> [ページ抜粋]

介護
投稿日:2024/05/14
更新日:2024/10/14
介護士の給料相場は?施設形態・地域・資格別の平均年収や給与アップの方法を解説
目次
「給料が安い」と言われている介護の仕事。高齢化により介護サービスの需要が高まる中、国を挙げて介護士の給料改善が行われています。介護報酬改定により、実際に介護士の給料は上がっているのでしょうか。
本記事では、介護士の施設形態。年齢・性別・地域・資格別の平均年収と、給料アップの方法についてご紹介します。
介護士の給料の相場とは?
「介護士は給料が低い」という話を聞いたことがある方は多いのではないでしょうか。
なぜ、介護士は他の業界・業種に比べて「給料が低い」というイメージがあるのか、疑問に思う方も多いはずです。
ここからは、介護士の平均給与額について詳しくご紹介していきます。
正社員の平均月収・平均賞与額
厚生労働省が公表している「令和4年賃金構造基本統計調査」によると、
正社員介護士の平均月収額・平均賞与額は以下の通りです。
平均月収額 | 約25.6万円 |
平均賞与額(ボーナス額) | 約53.9万円 |
・引用:厚生労働省「令和4年賃金構造基本統計調査」(企業規模計10人以上)
https://www.e-stat.go.jp/stat-search/files?page=1&toukei=00450091&tstat=000001011429%22
介護士の平均月収は約25.6万円ですが、所得税や住民税、社会保険料、労働保険料などを
差し引いた手取り額は約18〜20万円程度です。
全産業の平均年収と比較しても決して高い水準ではないことが問題視され、現在では国全体で介護士の賃上げに向けた施策が考案されています。
非正規雇用職員の平均時給・平均月収
パートやアルバイトの非正規雇用職員の場合、時給制で給料が支払われます。

> [表示項目]

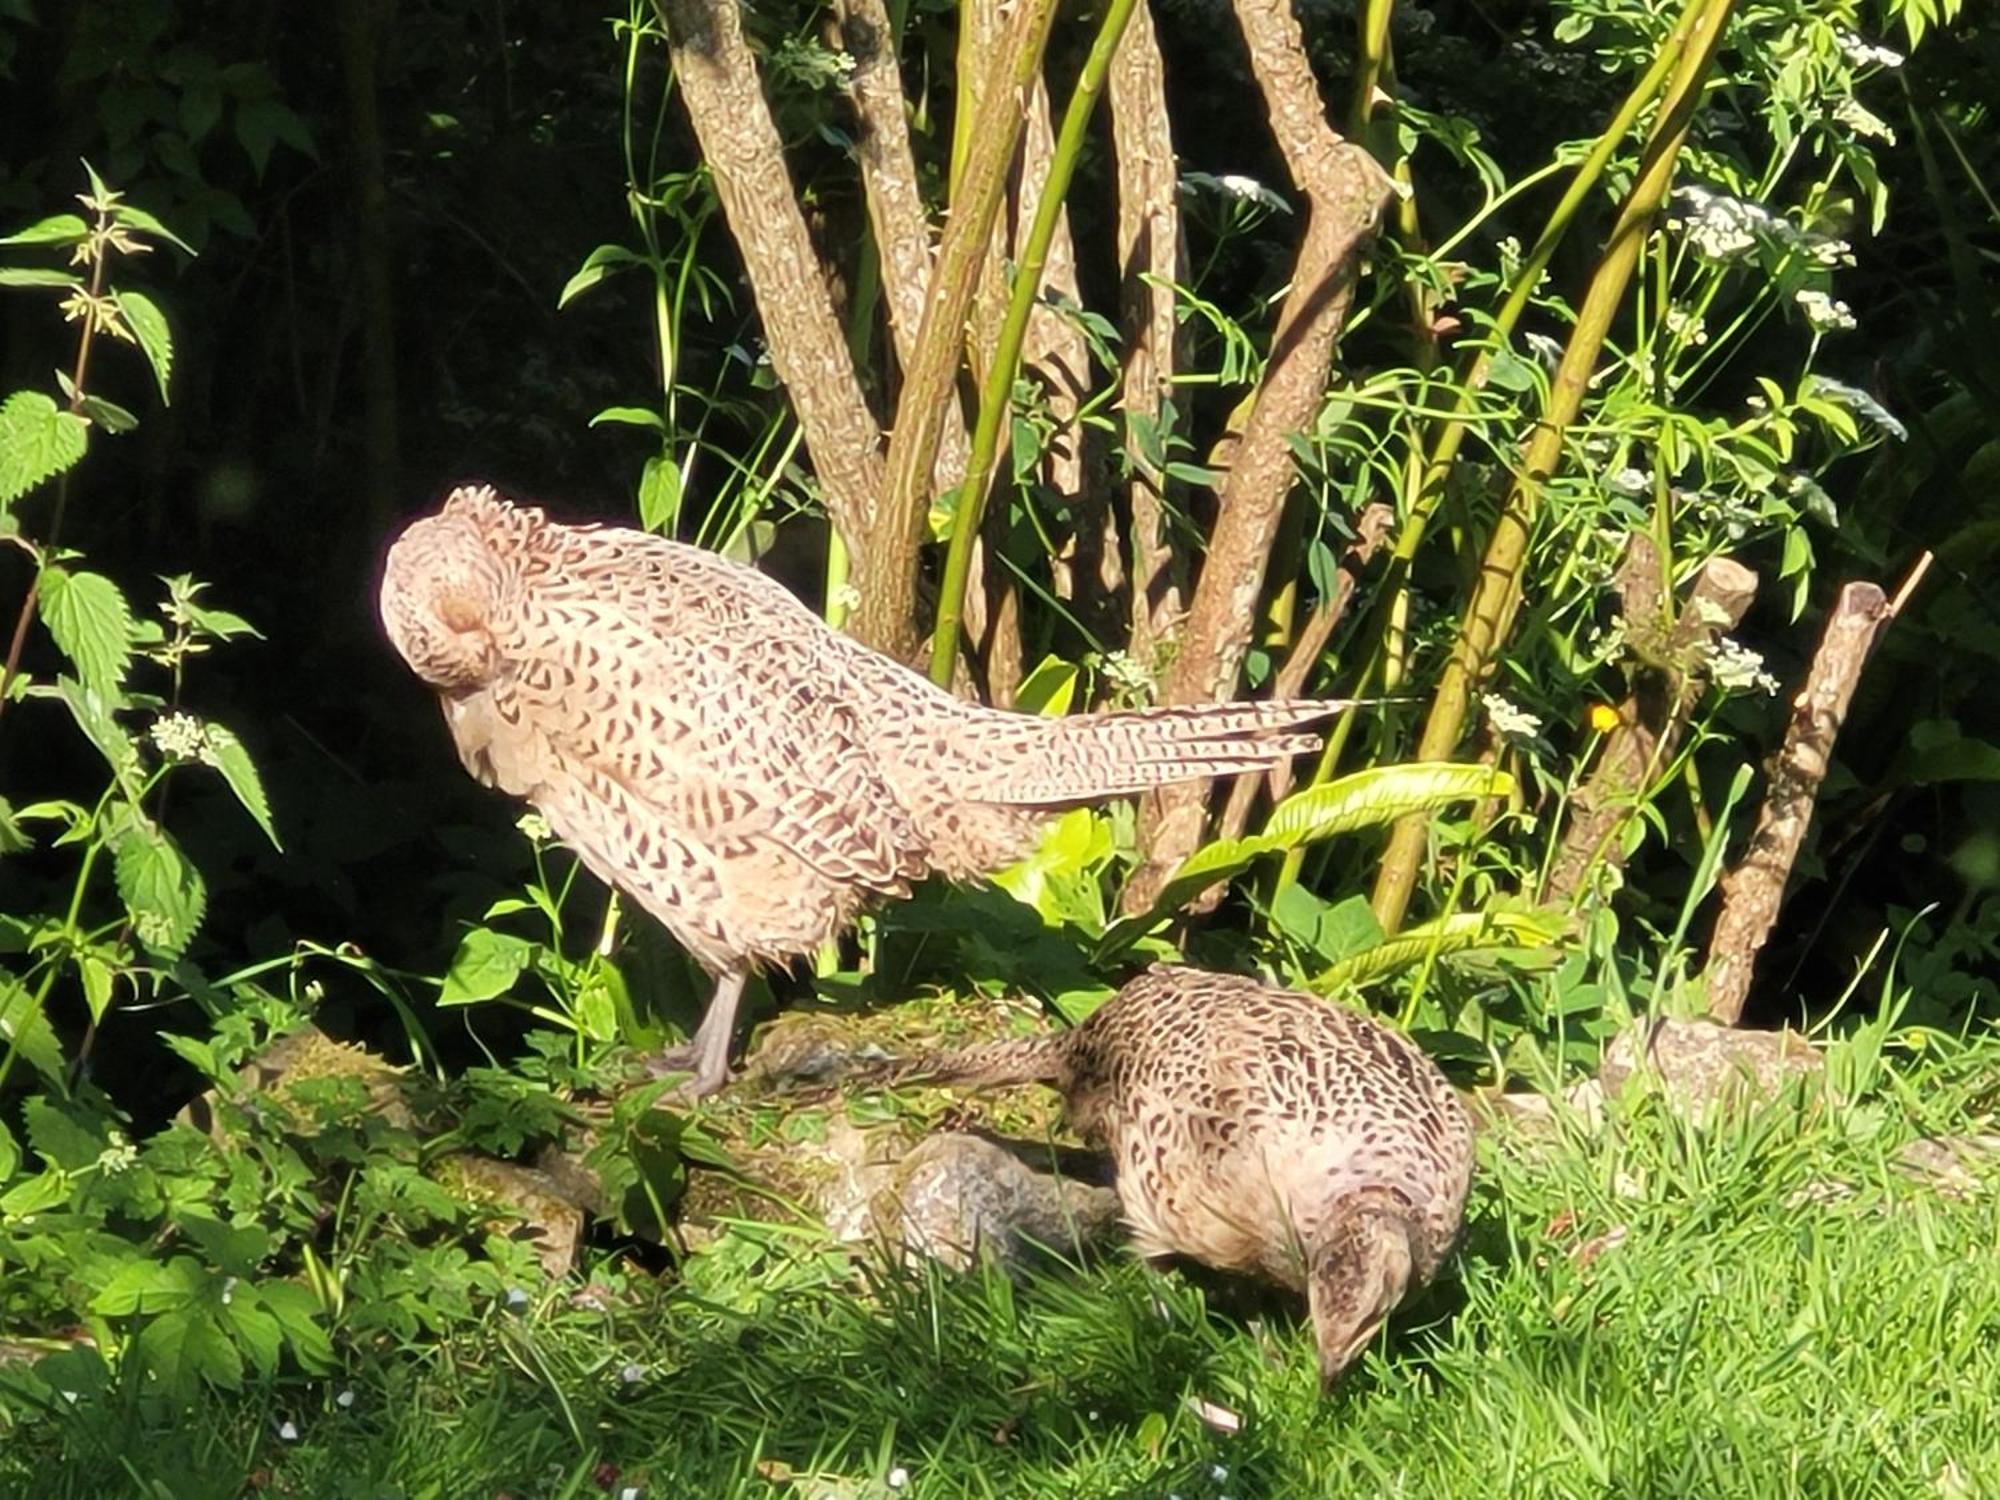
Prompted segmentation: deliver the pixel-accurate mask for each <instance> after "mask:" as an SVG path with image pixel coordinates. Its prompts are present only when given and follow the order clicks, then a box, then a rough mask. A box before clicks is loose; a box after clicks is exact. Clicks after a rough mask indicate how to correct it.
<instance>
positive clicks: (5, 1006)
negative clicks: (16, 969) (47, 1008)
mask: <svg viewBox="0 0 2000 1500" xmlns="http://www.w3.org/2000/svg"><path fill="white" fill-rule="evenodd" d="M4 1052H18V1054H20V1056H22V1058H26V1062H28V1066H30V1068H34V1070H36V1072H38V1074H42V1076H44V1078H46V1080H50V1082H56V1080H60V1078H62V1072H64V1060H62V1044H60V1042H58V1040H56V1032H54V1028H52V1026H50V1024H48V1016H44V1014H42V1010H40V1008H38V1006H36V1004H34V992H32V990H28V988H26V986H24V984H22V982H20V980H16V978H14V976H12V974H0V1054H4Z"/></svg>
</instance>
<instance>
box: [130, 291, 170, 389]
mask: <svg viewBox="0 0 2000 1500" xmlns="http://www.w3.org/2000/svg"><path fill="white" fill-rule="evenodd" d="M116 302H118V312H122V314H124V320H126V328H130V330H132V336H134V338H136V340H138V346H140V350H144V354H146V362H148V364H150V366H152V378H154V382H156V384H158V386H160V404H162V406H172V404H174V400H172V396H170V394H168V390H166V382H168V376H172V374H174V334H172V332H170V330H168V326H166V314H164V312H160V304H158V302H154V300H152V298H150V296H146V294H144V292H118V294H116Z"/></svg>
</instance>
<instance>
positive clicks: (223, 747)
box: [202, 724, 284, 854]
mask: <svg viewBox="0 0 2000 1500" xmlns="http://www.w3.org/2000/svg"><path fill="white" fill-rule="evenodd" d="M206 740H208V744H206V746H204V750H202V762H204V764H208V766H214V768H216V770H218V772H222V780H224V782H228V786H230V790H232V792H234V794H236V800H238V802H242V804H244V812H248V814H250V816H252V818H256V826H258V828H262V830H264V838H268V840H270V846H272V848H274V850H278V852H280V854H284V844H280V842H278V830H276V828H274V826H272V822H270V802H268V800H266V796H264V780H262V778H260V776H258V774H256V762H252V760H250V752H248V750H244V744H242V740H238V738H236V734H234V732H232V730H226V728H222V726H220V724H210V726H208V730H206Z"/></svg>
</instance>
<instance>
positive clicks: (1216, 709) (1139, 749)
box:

> [取り組む課題]
[1] 介護士の給料についての記事で、平均月収から差し引かれるものとして挙げられている項目をすべて書き出してください。
[2] 介護士の給料についての記事を2文で要約してください。
[3] 介護士の給料についての記事を、最後の文の後から書き継いでください。

> [解答一覧]
[1] 所得税、住民税、社会保険料、労働保険料

[2] 厚生労働省の「令和4年賃金構造基本統計調査」によると、正社員介護士の平均月収は約25.6万円、平均賞与額は約53.9万円で、手取り額は約18〜20万円程度です。全産業の平均年収と比べて高い水準ではないことが問題視され、現在では国全体で介護士の賃上げに向けた施策が考案されています。

[3]
厚生労働省が公表している「令和4年度介護従事者処遇状況等調査結果」によると、非正規雇用職員(パート・アルバイト)の平均時給額・平均月収額は以下の通りです。
平均時給額 | 介護施設(特養や老健など):約1,050円 訪問介護事業所:約1,290円 |
平均月収額 | 介護施設(特養や老健など):約16.8万円 訪問介護事業所:約20.6万円 |
・引用:厚生労働省「令和4年度介護従事者処遇状況等調査結果」
(介護職員処遇改善支援補助金を取得している事業所)
https://www.mhlw.go.jp/toukei/saikin/hw/kaigo/jyujisya/22/dl/r04kekka.pdf
上記で紹介した「平均月収額」は、1日当たり8時間・月当たり20日で働いた場合を想定し、計算したものです。
1人で利用者様の自宅を訪問し、緊急時の判断や対応も1人で行うことが求められる「訪問介護事業所」は、介護施設よりも時給が高い傾向にあります。
介護士の給料を細かく分析
介護士の平均給与額は、保有資格や経験年数、勤め先の施設形態などにより異なります。
ここからは、「施設形態ごと」「介護士の年齢・性別ごと」「地域別」「介護士の資格別」に分け、さらに細かい平均給与額を表にまとめて分かりやすくご紹介します。
施設形態ごとの介護士の平均給与額
介護士の給料は、勤め先の介護施設・介護事業所の種別・形態によって大きく異なります。
厚生労働省が公表している「令和4年度介護従事者処遇状況等調査結果」を基にした、運営されている施設形態ごとの介護士平均給与額は、以下の通りです。
施設形態 | 平均月収額 | 平均年収額 |
特別養護老人ホーム(介護老人福祉施設) | 348,040円 | 4,176,480円 |
介護老人保健施設 | 339,040円 | 4,068,480円 |
訪問介護事業所 | 315,170円 | 3,782,040円 |
通所介護事業所 | 275,620円 | 3,307,440円 |
認知症対応型共同生活介護事業所 | 291,080円 | 3,492,960円 |
・引用:厚生労働省「令和4年度介護従事者処遇状況等調査結果」
(介護職員処遇改善支援補助金を取得している事業所)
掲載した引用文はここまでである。